» **Tarefa**:
Informe quantas linhas do material abaixo contêm a palavra "clicks". Responda apenas com o número.

» **Dados do exercício**:
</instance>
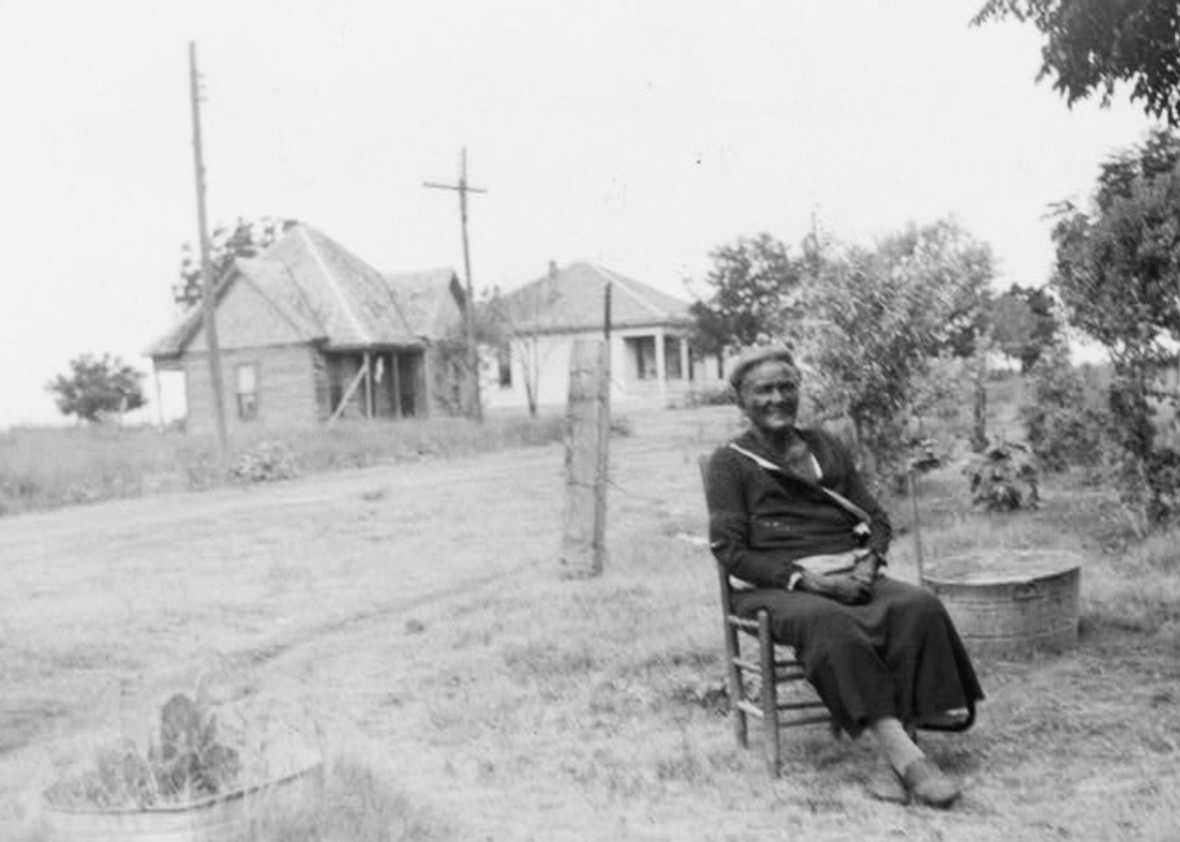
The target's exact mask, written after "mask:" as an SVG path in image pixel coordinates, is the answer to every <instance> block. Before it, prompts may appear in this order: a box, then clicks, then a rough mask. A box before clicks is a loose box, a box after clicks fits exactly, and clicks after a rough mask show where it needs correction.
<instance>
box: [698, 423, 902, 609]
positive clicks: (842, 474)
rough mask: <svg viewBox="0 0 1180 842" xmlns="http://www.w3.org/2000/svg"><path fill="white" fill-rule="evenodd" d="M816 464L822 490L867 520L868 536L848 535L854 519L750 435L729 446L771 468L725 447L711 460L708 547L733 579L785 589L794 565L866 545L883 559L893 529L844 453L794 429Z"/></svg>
mask: <svg viewBox="0 0 1180 842" xmlns="http://www.w3.org/2000/svg"><path fill="white" fill-rule="evenodd" d="M798 433H799V436H800V438H801V439H802V440H804V441H805V442H806V443H807V447H808V448H809V449H811V452H812V455H814V456H815V461H817V462H818V463H819V467H820V471H821V476H820V485H822V486H825V487H827V488H831V489H833V491H835V492H838V493H840V494H841V495H844V496H845V498H847V499H848V500H851V501H852V502H853V504H855V505H857V506H858V507H860V508H861V509H863V511H864V512H865V513H866V514H867V515H868V534H867V537H866V538H865V537H860V535H858V534H857V533H855V532H854V528H855V526H857V524H858V522H859V518H857V517H855V515H854V514H852V513H851V512H848V511H847V509H845V508H844V507H841V506H840V505H839V504H837V502H835V501H833V500H832V499H831V498H830V496H828V495H827V494H825V493H824V492H822V491H821V489H820V488H818V487H817V486H815V485H814V482H809V481H808V480H806V479H805V478H801V476H791V475H787V474H786V467H785V465H784V461H782V455H781V454H776V453H773V452H771V450H768V449H767V448H766V447H763V446H762V443H761V440H760V439H759V438H758V436H756V435H755V434H754V433H753V432H748V433H746V434H743V435H741V436H739V438H737V439H735V440H734V441H733V442H732V443H734V445H737V446H739V447H741V448H742V449H745V450H747V452H749V453H753V454H755V455H758V456H760V458H761V459H763V460H768V461H771V462H773V463H775V465H776V466H778V467H779V468H780V471H771V469H767V468H766V467H762V466H760V465H758V463H756V462H755V461H754V460H752V459H750V458H749V456H747V455H743V454H741V453H739V452H737V450H734V449H733V448H732V447H729V446H728V445H727V446H725V447H721V448H719V449H717V450H716V452H715V453H714V454H713V456H712V458H710V460H709V467H708V472H707V478H706V499H707V501H708V506H709V544H710V546H712V548H713V554H714V555H715V557H716V559H717V561H720V563H721V565H722V566H723V567H725V568H726V570H727V571H729V573H730V574H732V575H734V577H736V578H737V579H741V580H743V581H747V583H749V584H750V585H755V586H760V587H784V586H786V584H787V581H788V579H789V578H791V574H792V573H794V572H795V571H798V570H799V567H798V565H795V564H794V561H795V560H796V559H800V558H805V557H807V555H819V554H826V553H840V552H847V551H850V550H855V548H857V547H858V546H865V547H867V548H868V550H873V551H876V552H877V553H878V554H879V555H880V557H883V558H884V555H885V553H886V552H887V551H889V544H890V539H891V537H892V534H893V528H892V526H891V525H890V521H889V515H887V514H886V513H885V511H884V509H883V508H881V507H880V505H879V504H878V502H877V500H876V499H874V498H873V496H872V494H870V493H868V489H867V488H865V484H864V481H863V480H861V479H860V474H859V473H858V472H857V468H855V465H854V463H853V461H852V456H851V455H850V453H848V450H847V448H845V447H844V445H843V443H840V441H839V440H838V439H835V438H834V436H832V435H830V434H828V433H825V432H824V430H820V429H800V430H798Z"/></svg>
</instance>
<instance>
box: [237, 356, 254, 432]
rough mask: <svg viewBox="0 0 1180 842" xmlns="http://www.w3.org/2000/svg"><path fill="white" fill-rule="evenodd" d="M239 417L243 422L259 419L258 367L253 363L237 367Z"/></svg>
mask: <svg viewBox="0 0 1180 842" xmlns="http://www.w3.org/2000/svg"><path fill="white" fill-rule="evenodd" d="M237 416H238V417H240V419H241V420H242V421H253V420H254V419H256V417H258V367H257V366H256V364H255V363H253V362H249V363H243V364H241V366H238V367H237Z"/></svg>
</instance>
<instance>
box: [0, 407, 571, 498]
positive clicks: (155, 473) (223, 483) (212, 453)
mask: <svg viewBox="0 0 1180 842" xmlns="http://www.w3.org/2000/svg"><path fill="white" fill-rule="evenodd" d="M562 421H563V420H562V419H560V417H559V416H545V417H537V419H529V417H520V416H504V417H492V419H489V421H487V422H486V423H484V425H476V423H473V422H472V421H468V420H467V419H457V417H441V419H431V420H430V421H401V422H396V423H394V422H373V423H369V422H341V423H339V425H336V426H334V427H332V428H330V429H326V428H314V429H273V428H271V429H263V428H260V429H256V430H250V432H249V433H247V434H238V435H236V436H235V438H234V440H232V441H231V449H232V453H231V454H230V458H229V460H228V462H227V463H223V462H222V460H221V456H219V453H218V446H217V440H216V438H215V436H210V435H186V434H185V433H183V432H182V430H179V429H176V428H168V429H159V428H156V427H148V426H143V427H118V426H89V427H86V426H83V427H31V428H15V429H11V430H5V432H0V517H2V515H5V514H17V513H20V512H35V511H45V509H53V508H60V507H63V506H73V505H79V504H91V502H99V501H101V500H117V499H124V498H137V496H143V495H151V494H158V493H168V492H182V491H203V489H207V488H216V487H219V486H224V485H227V484H232V482H235V481H241V480H250V479H283V476H284V475H288V474H294V473H322V472H328V471H341V469H349V468H365V467H369V466H373V465H382V463H388V462H406V461H417V460H421V459H434V458H448V456H459V455H471V454H474V453H486V452H489V450H497V449H504V448H507V447H525V446H532V445H542V443H552V442H555V441H559V440H560V436H562Z"/></svg>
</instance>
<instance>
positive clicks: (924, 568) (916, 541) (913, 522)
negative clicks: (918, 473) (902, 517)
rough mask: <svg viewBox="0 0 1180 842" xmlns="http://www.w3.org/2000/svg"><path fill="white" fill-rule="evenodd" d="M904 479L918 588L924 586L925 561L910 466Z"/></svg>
mask: <svg viewBox="0 0 1180 842" xmlns="http://www.w3.org/2000/svg"><path fill="white" fill-rule="evenodd" d="M905 479H906V480H907V482H909V486H910V488H909V492H910V505H911V506H913V550H915V560H916V563H917V565H918V586H919V587H925V586H926V571H925V566H926V565H925V559H923V557H922V521H920V519H919V518H918V484H917V482H915V480H913V466H912V465H911V466H910V468H909V471H906V473H905Z"/></svg>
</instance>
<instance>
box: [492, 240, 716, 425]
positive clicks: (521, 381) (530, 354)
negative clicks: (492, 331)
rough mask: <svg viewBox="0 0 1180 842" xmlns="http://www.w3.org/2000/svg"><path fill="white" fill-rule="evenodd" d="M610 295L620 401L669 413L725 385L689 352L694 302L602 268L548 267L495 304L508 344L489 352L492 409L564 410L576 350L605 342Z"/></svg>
mask: <svg viewBox="0 0 1180 842" xmlns="http://www.w3.org/2000/svg"><path fill="white" fill-rule="evenodd" d="M608 287H609V288H610V360H611V400H612V401H616V402H619V403H622V404H631V406H651V407H663V406H668V404H671V403H676V402H680V401H683V400H686V399H687V396H688V395H689V393H691V392H694V390H696V389H701V388H719V387H720V386H721V384H723V381H722V380H721V364H720V362H719V361H717V360H716V358H715V357H709V358H701V357H700V356H697V355H696V354H694V353H693V350H691V348H690V346H689V336H690V335H691V330H693V325H694V321H695V320H694V318H693V315H691V313H690V311H689V304H688V303H687V302H684V301H681V300H678V298H676V297H674V296H670V295H668V294H666V292H662V291H660V290H657V289H655V288H654V287H650V285H648V284H644V283H641V282H640V281H636V279H635V278H631V277H628V276H625V275H622V274H619V272H616V271H614V270H610V269H607V268H605V267H601V265H598V264H596V263H589V262H576V263H571V264H569V265H566V267H562V268H559V267H557V264H556V263H550V265H549V271H548V272H546V274H545V275H544V276H543V277H540V278H537V279H536V281H532V282H530V283H526V284H524V285H522V287H519V288H518V289H514V290H512V291H510V292H505V294H503V295H498V296H496V297H494V298H493V300H492V302H491V303H490V304H489V307H490V309H491V313H490V314H489V316H487V317H489V318H490V320H492V321H493V322H497V323H499V324H500V325H501V329H500V346H499V347H498V348H489V349H485V354H484V366H483V368H484V370H485V386H484V387H483V397H484V402H485V404H486V406H487V407H489V408H491V409H497V408H500V409H518V408H525V407H529V408H533V409H535V408H540V407H550V408H552V407H559V406H564V404H565V401H566V399H568V392H569V366H570V353H571V349H572V347H573V342H575V341H576V340H578V338H601V337H602V336H603V334H604V329H605V324H607V307H605V303H607V289H608ZM493 373H494V374H493ZM487 381H491V382H490V383H489V382H487Z"/></svg>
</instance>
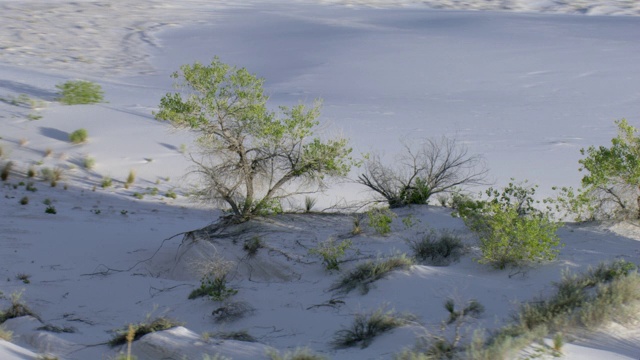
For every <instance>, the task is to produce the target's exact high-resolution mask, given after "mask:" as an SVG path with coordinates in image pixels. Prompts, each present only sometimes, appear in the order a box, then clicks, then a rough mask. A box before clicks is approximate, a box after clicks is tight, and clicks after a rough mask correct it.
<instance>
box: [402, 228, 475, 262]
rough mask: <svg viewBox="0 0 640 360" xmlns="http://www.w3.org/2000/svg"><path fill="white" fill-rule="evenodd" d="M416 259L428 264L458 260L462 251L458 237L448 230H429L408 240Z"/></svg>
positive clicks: (462, 247) (458, 238)
mask: <svg viewBox="0 0 640 360" xmlns="http://www.w3.org/2000/svg"><path fill="white" fill-rule="evenodd" d="M409 246H410V247H411V250H413V256H414V257H415V259H416V260H417V261H420V262H424V263H427V264H430V265H437V266H442V265H448V264H450V263H451V262H454V261H458V259H460V256H462V253H463V251H464V245H463V244H462V241H461V240H460V238H459V237H458V236H456V235H454V234H453V233H451V232H449V231H445V230H443V231H440V232H437V231H435V230H431V231H429V232H428V233H427V234H425V235H424V236H423V237H422V239H420V240H414V241H410V242H409Z"/></svg>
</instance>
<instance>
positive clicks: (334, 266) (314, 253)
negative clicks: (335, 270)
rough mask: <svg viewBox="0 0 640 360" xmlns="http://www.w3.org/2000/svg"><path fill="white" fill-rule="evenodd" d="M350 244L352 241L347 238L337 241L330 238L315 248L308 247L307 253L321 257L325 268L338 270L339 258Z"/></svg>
mask: <svg viewBox="0 0 640 360" xmlns="http://www.w3.org/2000/svg"><path fill="white" fill-rule="evenodd" d="M351 245H353V243H352V242H351V240H349V239H347V240H343V241H341V242H340V243H337V242H336V240H335V239H333V238H330V239H328V240H325V241H323V242H321V243H319V244H318V246H317V247H316V248H314V249H310V250H309V254H312V255H318V256H320V257H322V262H323V263H324V265H325V268H326V269H327V270H340V259H341V258H343V257H344V255H345V252H346V251H347V249H349V248H350V247H351Z"/></svg>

» **Resolução**:
11